§ **DOCUMENT PASSAGE**:
----------

Age of add-ons: 4 portfolio value creation strategies for PE money managers
4 Min Read
Many people believe that emerging from pe due diligence with a fresh deal is the most exciting moment in the day-to-day experience of private equity portfolio company management. While new acquisitions do get most of the media focus, they have stiff competition from the portfolio manager who discovers new add-on value creation strategies for a portfolio company. After all, it’s their responsibility to generate successful returns over the life of each new investment.
As a money manager looks for new revenue growing opportunities, it serves them well to think outside the box to find new opportunities for additional value – an expanded use of a product, service or an add-on acquisition can be the key to steering a company through a stagnant period, like a recession, or navigating an operational transformation requiring fresh capital or a technology implementation.
Add-ons may not make the headlines, but they can add the fuel needed to propel a PortCo to new heights. They are a key ingredient in delivering a strong exit. While the road to a solid add-on can have many twists and turns, there are four key portfolio value creation strategies that deserve close examination.
4 PORTFOLIO VALUE CREATION STRATEGIES
Enter New End Markets
When evaluating the acquisition of a new PortCo, understanding its existing market potential is essential. This initial review often provides sufficient insight to determine whether a deal is promising or not, guiding the investment decision. While the investment pulls the firm into a ripe market, it also can unlock the exploration of new end markets.
In a recent engagement, we worked with a private equity firm whose PortCo is widely known as the world’s largest manufacturer of independent precision creep feed grinding. They serve the industrial gas turbine and aerospace industry sectors, and wanted to explore new end markets. While they were deeply rooted in their existing customer segments, they needed to find advisors from OEM manufacturing facilities to help them better understand what they look for in suppliers. The advisors that we provided helped them to position their business and sales strategy by assessing the target market and identifying quick wins to accelerate market entry. This capability was essential for aligning internal operations with a holistic growth vision.
Connecting with advisors outside their immediate network and who focused on value creation allowed them to see new end-market opportunities with a fresh perspective and mitigate the risks of a new investment.
Purchasing Power
Purchasing power comes with the ability to purchase in ever-expanding quantities – the more you buy, the cheaper the pricing gets. If a PE firm has a PortCo that purchases widget/ingredient A on a regular basis, it might make sense to look for other verticals that also use widget/ingredient A.

----------

§ **MATERIAL SHOWN**:
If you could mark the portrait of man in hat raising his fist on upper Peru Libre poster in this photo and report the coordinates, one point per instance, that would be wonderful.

----------

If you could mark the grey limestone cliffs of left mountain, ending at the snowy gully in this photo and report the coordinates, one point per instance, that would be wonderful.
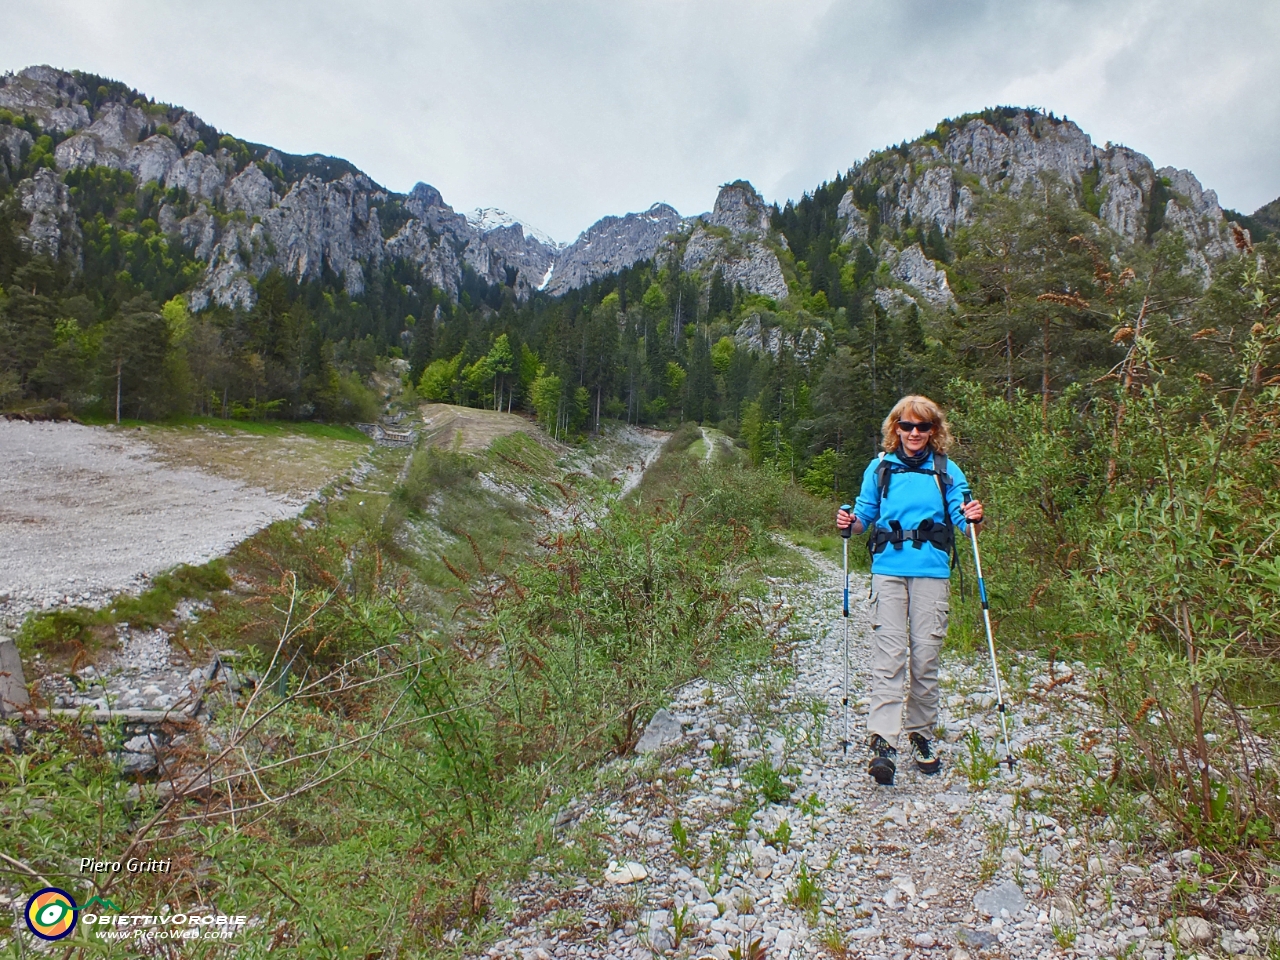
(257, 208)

----------

§ **PROBLEM 1**: In the piece on portfolio value creation strategies, why might a PE firm whose PortCo regularly buys widget/ingredient A look at other verticals that also use it? Answer in one to three sentences.
§ **PROBLEM 2**: Extend the piece on portfolio value creation strategies, starting right after its last sentence about other verticals that use widget/ingredient A.

§ **REPLY 1**: Buying in ever-expanding quantities gives purchasing power, because the more you buy, the cheaper the pricing gets. Verticals that use the same widget/ingredient A would let the firm buy it in larger quantities.

§ **REPLY 2**:
We recently worked with a private equity client that was exploring cost synergy expansions for their thermal paper PortCo. By recognizing challenges in their industry’s ability to grow, based on a reduced demand for receipt paper, they were considering a market consolidation strategy. Apex Leaders helped them connect with a broad range of small-roll paper suppliers to gauge market acceptance of combining two major brands. That could allow for purchasing synergies, delivering paper from mills at a greatly reduced cost. This also opened the door to implementing a capital-efficient procurement process supported by advisory insights into merger strategies.
Connecting with advisors helped the firm find a less conventional path to expanded profits.
Cost Synergies
Every PortCo has a long list of resources, be it personnel, services, or actual goods. These resources often hold significant value for an add-on acquisition, leading to crucial cost-saving synergies. For instance, consider Yum! Brands, a powerhouse with thousands of KFC, Pizza Hut, and Taco Bell franchises worldwide. All these brands operate storefronts and kitchens. Why not leverage these shared assets to create multi-brand fast-food restaurants, realizing significant cost efficiencies?
We recently worked with a private equity client who owns a major fast-food franchise holder. They were exploring how their existing businesses could expand into new franchise opportunities. While they had strong knowledge of their own franchise brand model, they wanted to identify new brands with similar business models that could unlock further cost synergies. By connecting them with former owners and competing franchises, we helped them achieve just that, paving the way for post-close strategy development and operational alignment across their diverse brand portfolio.
Insights from competitors are invaluable. They often hold nuanced understandings of the business that external observers miss, revealing new cost synergy strategies crucial for firms acquiring new entities or expanding into strategic markets.
Cross Merchandising
Just like a grocery store strategically places salsa next to tortilla chips on an end-cap, portfolio add-ons allow companies to cross-merchandise complementary services to both current and potential customers. This strategy extends far beyond chips and salsa.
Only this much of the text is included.